[Work request 1]
In the passage on rats in Alaska below, what event around 1780 brought rats ashore on Rat Island?
[Work request 2]
Continue the passage on rats in Alaska below from where it stops.

[Selected passage]
◇ ◇ ◇

Rat Island was the first site in Alaska to be invaded. Around 1780, a Japanese sailing ship wrecked off the coast, sending the muscular Norway rats swarming ashore. What started out as a few survivors mushroomed over the decades into a Ghengis Khan horde, which systematically wiped out nesting seabirds and their young. The island, once called “Hawadax” (entry) by native Alaskans, was renamed Rat Island.
Since then, a motley mix of ancient ships and modern vessels has introduced rat colonies to about two dozen Alaska communities and islands. Among the worst-hit sites is the Aleutian city of Unalaska/Dutch Harbor, one of the world’s top fishing and cargo ports.
Rats are particularly devastating in the treeless Aleutians. While the diverse marine life that takes refuge there has adapted to the rugged weather and conditions, it lacks any natural defenses against land predators. At Kiska, an island where rats tagged along successive World War II military invasions by Japanese and American soldiers, biologists fear that an auklet colony that numbers in the millions will be wiped out.

◇ ◇ ◇

[Items from a data source]
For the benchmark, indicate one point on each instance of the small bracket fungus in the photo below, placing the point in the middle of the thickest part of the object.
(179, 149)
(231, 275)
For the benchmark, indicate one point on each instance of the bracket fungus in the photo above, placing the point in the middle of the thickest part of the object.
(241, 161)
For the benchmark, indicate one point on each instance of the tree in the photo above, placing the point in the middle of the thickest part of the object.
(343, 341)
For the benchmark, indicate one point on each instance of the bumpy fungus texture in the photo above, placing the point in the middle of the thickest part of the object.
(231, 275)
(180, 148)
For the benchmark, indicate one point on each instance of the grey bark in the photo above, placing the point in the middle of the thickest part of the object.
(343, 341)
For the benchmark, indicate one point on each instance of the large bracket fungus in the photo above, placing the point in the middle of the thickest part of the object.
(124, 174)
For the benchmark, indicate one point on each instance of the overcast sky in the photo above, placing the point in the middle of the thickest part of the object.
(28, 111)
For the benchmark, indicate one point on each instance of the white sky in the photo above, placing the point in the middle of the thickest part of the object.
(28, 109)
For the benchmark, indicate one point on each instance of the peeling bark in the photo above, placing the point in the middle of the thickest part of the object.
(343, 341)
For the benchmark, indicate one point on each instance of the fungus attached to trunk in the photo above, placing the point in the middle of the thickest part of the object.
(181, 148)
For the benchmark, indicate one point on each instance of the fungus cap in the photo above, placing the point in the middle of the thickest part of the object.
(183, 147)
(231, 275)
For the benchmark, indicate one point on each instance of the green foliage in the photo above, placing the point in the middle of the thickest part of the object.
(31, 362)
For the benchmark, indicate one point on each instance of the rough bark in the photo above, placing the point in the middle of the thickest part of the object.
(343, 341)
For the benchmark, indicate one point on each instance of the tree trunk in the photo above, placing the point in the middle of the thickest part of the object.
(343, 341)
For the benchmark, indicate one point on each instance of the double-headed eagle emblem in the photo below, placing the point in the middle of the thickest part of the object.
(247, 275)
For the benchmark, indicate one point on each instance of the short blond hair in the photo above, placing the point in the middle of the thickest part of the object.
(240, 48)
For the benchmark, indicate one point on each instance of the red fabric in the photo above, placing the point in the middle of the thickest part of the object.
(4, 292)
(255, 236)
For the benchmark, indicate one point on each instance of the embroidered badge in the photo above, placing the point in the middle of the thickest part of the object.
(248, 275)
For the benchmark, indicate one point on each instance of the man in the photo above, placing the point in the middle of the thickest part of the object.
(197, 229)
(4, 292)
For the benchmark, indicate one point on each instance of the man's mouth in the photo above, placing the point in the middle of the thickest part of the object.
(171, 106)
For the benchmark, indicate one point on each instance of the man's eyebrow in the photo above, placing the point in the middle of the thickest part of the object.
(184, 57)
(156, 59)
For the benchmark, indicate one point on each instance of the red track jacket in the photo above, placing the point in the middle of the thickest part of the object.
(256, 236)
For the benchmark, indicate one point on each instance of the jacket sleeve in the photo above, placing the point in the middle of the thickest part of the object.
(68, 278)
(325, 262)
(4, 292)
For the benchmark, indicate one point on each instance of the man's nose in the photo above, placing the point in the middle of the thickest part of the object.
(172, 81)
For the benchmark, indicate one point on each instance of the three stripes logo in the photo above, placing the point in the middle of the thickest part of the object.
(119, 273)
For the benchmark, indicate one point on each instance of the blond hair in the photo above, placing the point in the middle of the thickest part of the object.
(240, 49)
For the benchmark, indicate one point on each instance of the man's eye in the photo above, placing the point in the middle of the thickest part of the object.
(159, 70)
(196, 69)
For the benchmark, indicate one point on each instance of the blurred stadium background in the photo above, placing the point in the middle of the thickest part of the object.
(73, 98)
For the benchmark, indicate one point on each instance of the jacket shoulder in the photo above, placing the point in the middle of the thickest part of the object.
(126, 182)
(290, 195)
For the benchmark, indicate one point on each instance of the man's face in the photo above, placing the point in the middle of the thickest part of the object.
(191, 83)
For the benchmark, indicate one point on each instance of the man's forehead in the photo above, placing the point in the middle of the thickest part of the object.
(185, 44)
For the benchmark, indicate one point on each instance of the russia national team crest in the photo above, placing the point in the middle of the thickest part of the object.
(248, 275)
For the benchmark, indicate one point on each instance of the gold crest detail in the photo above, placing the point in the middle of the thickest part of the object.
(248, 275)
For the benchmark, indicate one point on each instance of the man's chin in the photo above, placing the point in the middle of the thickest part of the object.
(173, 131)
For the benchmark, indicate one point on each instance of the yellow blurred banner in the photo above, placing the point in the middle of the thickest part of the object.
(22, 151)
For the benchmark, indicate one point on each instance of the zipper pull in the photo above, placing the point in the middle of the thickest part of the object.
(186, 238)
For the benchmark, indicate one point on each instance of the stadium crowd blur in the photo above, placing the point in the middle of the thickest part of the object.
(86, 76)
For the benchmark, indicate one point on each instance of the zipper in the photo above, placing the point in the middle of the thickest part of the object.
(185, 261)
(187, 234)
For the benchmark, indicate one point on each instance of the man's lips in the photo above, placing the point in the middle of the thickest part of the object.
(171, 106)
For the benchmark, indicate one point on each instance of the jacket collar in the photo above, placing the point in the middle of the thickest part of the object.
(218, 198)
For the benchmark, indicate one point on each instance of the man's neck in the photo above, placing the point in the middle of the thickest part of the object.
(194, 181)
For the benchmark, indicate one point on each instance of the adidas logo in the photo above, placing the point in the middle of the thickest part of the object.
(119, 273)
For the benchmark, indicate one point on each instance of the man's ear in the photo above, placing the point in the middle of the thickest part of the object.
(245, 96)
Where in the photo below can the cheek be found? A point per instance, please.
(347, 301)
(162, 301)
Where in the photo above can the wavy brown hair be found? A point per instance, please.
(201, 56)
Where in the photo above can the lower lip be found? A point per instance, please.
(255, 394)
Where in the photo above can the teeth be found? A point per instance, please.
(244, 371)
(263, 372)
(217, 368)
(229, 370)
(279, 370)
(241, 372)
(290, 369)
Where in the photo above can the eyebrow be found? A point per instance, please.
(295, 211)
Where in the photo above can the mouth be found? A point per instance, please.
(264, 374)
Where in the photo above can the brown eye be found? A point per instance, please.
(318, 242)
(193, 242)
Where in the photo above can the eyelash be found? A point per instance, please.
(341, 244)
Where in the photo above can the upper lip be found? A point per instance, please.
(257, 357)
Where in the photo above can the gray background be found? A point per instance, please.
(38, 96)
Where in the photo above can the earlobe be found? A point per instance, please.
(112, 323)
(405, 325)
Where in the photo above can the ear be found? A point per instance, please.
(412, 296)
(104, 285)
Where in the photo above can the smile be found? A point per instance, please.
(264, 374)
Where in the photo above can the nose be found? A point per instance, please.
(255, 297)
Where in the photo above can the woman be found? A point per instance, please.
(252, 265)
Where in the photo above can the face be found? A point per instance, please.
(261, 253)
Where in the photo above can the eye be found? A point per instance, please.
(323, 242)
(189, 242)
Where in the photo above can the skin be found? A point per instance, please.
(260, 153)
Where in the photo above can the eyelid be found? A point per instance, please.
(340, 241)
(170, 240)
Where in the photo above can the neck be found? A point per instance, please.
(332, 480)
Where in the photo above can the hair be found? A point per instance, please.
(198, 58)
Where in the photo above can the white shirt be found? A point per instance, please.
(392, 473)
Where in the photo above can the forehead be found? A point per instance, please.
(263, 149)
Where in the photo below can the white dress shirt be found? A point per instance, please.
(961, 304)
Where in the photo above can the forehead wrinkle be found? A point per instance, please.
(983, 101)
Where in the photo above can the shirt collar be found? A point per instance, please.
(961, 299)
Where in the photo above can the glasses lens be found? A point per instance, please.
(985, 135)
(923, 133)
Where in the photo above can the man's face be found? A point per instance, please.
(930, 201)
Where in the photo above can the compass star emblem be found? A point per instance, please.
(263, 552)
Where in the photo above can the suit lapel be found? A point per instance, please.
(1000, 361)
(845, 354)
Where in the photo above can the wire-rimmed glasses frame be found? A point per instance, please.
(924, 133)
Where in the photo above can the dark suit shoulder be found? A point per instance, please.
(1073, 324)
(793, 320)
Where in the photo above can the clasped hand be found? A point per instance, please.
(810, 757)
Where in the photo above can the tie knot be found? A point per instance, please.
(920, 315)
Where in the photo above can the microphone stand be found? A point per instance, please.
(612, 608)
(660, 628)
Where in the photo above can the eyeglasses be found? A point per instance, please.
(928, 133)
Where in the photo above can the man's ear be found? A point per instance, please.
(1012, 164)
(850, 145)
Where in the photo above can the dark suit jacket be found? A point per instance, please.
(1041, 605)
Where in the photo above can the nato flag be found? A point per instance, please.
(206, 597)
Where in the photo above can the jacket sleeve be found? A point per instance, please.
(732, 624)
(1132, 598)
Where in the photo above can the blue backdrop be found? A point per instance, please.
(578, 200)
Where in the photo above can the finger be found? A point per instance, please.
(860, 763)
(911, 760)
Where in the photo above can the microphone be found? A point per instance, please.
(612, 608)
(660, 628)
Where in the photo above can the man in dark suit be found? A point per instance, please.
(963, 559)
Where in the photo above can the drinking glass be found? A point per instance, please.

◇ ◇ ◇

[Task answer 1]
A Japanese sailing ship wrecked off the coast.

[Task answer 2]
Ultimately, Rat Island was selected as the best candidate for Alaska’s first and North America’s fifth island rat-eradication project. At 11 square miles, Rat Island is small enough to be manageable but big enough to be biologically significant. As far as scientists can piece together, it was once, like the other islands in the Aleutian chain, among the world’s best seabird theaters – a place where murrelets and song sparrows thrived in sea grasses, glaucous-winged gulls dove into the surf, and winged denizens burrowed in the thick-rooted island vegetation.